**目標 A**
抜粋で、マレーシアの建物・建設業界について予測しているリサーチ会社はどこの国の会社ですか。

***** 抜粋 *****

[マレーシア] CGS-CIMBリサーチ:建物・建設業界は徐々にグリーンビルへ移行

2021/12/14


不動産投資家のサスティナビリティ重視の高まりと、気候変動への対応としてより厳しい建物エネルギー基準の設定などを受けて、マレーシア建物・建設業界のステークホルダーは徐々にグリーンビルを取り入れていきそうです。



シンガポールのリサーチ会社、CGS-CIMBリサーチは、マレーシアの建物・建設業界が、建物エネルギー基準やグリーン認証のビルを増やすという目標を実施することでネットゼロカーボンビルを達成すべく進化していくだろうと予測しています。



このような取り組みには、部材を現場ではなく工場で事前に生産する工業化建築システム(industrialised building systems (IBS) )や自動化の採用、環境にやさしいグリーンビル資材の使用などが含まれます。

*****

**目標 B**
以下のレコードをすべて、一字一句変えずに書き写してください。

***** 処理対象データ *****

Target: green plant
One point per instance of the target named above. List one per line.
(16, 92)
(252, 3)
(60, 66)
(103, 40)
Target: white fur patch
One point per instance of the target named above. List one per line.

*****

**出力全文 A**
シンガポールの会社です。

**出力全文 B**
Target: green plant
One point per instance of the target named above. List one per line.
(16, 92)
(252, 3)
(60, 66)
(103, 40)
Target: white fur patch
One point per instance of the target named above. List one per line.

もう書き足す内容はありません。